### Data to use
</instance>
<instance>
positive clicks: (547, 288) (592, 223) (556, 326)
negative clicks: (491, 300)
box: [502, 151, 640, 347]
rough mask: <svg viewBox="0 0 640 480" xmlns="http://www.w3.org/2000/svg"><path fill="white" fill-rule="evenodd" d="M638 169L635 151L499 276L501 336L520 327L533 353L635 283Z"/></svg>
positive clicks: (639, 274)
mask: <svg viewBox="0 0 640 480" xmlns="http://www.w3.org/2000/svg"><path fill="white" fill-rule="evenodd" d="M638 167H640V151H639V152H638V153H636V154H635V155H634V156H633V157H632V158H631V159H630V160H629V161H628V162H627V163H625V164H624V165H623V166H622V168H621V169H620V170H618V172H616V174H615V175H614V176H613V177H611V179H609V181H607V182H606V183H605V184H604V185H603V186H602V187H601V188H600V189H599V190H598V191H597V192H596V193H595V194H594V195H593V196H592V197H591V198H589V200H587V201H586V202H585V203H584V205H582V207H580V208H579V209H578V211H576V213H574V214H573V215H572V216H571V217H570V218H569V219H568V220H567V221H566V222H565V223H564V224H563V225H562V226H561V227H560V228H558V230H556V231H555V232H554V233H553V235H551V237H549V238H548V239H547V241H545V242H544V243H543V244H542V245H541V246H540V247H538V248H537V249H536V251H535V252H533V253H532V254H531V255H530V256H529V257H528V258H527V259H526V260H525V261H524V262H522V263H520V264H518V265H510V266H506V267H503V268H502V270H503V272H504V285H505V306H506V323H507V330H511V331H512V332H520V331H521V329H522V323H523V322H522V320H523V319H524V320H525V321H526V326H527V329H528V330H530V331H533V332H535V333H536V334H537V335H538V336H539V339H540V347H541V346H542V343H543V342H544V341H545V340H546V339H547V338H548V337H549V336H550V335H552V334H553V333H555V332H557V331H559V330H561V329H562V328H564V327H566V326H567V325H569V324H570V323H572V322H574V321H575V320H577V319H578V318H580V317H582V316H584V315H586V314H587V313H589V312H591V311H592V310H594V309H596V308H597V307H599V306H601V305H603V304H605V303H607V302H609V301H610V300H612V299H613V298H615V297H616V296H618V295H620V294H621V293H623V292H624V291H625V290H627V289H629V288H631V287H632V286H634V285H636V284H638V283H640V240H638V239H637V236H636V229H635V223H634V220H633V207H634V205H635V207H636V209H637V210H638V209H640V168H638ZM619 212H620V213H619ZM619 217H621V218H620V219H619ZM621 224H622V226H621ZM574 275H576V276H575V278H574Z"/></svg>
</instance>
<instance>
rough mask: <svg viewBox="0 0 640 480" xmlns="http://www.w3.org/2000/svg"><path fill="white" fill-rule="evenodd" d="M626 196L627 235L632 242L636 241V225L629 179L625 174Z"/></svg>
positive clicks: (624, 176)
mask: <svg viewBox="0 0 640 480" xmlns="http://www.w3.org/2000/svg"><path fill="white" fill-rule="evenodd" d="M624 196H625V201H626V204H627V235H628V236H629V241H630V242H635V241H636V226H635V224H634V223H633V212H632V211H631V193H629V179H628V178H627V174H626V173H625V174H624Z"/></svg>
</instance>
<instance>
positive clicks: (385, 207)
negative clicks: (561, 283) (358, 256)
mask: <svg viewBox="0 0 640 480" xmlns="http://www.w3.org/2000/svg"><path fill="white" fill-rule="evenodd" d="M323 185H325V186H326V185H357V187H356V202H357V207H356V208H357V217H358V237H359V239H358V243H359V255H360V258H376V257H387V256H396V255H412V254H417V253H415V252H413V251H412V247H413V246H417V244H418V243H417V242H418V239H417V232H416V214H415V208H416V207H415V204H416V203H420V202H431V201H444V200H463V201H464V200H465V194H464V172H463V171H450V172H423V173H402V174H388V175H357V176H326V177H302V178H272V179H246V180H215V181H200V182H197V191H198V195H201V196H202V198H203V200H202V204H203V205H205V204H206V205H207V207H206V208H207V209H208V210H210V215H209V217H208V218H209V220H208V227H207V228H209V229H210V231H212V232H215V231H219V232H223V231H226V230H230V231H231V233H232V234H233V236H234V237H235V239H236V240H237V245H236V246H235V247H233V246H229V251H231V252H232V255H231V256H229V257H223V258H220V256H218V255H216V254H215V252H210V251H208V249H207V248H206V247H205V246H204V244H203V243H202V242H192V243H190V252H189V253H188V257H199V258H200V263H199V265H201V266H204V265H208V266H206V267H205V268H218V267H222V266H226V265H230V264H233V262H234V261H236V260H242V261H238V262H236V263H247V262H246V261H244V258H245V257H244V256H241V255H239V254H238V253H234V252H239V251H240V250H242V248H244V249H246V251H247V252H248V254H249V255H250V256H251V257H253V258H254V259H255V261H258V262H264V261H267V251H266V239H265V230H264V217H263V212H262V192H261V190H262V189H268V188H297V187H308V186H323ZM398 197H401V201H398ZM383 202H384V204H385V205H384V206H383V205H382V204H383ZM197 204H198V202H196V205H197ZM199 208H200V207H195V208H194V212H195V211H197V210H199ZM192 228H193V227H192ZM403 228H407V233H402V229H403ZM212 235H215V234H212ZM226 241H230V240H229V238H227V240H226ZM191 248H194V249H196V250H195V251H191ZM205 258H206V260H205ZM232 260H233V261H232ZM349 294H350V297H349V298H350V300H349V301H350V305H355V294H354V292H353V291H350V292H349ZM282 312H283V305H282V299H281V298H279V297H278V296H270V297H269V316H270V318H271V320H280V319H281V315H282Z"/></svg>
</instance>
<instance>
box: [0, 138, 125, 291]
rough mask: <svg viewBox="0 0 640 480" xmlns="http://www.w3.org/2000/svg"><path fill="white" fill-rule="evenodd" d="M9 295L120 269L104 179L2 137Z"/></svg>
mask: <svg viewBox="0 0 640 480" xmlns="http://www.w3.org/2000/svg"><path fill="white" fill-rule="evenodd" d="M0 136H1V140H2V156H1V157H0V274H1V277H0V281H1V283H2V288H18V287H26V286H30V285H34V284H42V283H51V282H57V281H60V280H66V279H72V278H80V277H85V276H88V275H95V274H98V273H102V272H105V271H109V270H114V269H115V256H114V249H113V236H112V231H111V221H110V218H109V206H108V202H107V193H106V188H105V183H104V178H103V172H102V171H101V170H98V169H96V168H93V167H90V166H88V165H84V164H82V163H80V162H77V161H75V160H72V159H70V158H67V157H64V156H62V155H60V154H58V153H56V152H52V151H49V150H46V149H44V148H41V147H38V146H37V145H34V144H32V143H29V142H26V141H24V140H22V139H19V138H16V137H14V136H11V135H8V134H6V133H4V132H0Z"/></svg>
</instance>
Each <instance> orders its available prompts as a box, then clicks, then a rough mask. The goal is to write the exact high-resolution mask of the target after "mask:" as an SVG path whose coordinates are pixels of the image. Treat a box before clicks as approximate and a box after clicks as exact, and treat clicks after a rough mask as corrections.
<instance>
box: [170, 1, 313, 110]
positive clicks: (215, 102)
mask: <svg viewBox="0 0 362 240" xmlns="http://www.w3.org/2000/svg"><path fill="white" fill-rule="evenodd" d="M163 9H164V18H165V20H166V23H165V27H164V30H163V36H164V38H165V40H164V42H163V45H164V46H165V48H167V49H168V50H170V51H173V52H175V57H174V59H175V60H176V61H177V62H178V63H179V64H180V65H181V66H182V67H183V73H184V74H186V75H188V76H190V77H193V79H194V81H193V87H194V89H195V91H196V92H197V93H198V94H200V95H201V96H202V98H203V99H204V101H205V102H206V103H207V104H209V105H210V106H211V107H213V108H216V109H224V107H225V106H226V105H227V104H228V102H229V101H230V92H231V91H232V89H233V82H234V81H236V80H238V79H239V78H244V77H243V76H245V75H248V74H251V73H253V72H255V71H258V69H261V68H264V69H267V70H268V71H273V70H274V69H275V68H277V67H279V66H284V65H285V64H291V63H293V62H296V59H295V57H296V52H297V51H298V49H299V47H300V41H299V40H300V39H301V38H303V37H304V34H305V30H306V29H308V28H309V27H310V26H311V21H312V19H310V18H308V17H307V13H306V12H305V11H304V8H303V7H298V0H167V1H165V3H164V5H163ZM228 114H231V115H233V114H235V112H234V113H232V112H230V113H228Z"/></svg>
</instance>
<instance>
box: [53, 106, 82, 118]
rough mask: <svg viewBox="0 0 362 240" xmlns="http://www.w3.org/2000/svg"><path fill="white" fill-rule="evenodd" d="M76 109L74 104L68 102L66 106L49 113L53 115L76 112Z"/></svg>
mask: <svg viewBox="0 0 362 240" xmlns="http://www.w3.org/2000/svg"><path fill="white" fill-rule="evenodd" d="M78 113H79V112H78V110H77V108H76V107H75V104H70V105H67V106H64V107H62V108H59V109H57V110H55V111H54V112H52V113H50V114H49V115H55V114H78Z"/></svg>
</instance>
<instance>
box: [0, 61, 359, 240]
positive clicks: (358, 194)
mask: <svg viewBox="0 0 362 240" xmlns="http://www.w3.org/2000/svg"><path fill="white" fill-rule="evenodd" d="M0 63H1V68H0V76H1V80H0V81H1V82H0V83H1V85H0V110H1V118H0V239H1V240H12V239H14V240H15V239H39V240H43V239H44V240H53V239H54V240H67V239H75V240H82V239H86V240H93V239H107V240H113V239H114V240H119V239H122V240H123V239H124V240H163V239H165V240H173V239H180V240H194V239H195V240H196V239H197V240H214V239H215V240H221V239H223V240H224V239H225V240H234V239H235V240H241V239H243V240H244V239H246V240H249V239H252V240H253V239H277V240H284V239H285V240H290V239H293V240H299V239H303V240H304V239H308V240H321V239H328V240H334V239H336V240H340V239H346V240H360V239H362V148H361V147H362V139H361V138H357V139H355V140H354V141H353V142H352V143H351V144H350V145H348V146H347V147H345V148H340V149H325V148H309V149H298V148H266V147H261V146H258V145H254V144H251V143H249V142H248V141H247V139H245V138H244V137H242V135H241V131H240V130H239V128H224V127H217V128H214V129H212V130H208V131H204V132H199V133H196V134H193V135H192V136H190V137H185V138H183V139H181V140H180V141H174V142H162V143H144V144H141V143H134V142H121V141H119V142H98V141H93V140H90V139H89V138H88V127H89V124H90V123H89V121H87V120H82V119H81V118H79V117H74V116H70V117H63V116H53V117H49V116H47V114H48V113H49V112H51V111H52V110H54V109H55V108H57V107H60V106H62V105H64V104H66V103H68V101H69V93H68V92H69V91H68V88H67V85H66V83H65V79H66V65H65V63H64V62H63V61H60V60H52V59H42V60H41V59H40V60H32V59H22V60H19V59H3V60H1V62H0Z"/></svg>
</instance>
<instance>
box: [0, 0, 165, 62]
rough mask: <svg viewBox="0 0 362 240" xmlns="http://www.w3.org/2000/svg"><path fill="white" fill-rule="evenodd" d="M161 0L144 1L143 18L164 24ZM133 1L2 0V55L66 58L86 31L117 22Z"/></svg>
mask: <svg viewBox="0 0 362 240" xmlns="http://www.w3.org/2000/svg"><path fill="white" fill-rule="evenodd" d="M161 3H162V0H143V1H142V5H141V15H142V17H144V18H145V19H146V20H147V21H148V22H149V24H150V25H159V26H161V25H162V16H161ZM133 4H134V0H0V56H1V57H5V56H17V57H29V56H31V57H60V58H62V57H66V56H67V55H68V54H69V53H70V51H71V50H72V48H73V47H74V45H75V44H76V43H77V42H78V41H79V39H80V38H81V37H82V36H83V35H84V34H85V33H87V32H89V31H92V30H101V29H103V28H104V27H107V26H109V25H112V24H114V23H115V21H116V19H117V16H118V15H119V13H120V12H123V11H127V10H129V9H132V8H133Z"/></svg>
######
### Data to use
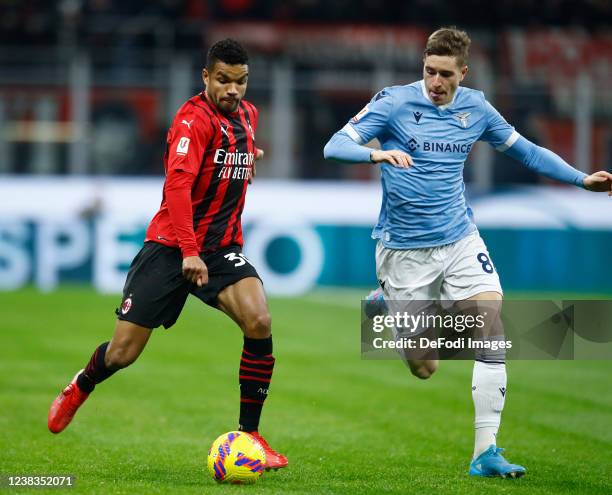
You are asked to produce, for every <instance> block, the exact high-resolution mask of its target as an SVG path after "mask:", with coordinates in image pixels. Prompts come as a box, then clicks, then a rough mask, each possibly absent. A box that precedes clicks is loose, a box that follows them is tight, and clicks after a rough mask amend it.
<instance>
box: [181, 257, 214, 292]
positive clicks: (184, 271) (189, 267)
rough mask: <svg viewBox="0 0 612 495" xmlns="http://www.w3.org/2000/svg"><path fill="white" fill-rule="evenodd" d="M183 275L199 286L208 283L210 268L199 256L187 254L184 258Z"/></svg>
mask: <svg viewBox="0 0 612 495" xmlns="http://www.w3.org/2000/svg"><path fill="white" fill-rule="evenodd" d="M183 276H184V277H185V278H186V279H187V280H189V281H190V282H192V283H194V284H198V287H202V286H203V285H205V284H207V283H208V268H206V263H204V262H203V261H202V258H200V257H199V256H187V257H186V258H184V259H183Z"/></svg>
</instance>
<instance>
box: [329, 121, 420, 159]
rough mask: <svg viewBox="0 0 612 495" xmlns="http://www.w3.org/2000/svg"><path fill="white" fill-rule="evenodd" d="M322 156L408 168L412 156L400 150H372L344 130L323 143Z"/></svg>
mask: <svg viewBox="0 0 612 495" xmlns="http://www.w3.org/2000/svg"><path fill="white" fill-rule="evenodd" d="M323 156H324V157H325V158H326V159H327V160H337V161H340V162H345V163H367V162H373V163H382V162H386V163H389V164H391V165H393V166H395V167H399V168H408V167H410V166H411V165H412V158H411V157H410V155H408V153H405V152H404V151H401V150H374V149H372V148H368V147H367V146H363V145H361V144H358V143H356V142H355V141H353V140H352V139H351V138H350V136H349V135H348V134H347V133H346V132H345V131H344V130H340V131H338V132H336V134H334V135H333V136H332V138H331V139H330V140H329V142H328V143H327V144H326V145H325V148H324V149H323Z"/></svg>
######
> _Work task_: Give back the records above exactly, limited to the lines between the one holding "negative clicks: (491, 300)" and the one holding "169L635 151L499 276L501", inclusive.

> _Written solution_:
negative clicks: (491, 300)
box: [502, 151, 640, 347]
rough mask: <svg viewBox="0 0 640 480" xmlns="http://www.w3.org/2000/svg"><path fill="white" fill-rule="evenodd" d="M638 169L635 151L499 276L501 336L520 327L533 353L635 283Z"/></svg>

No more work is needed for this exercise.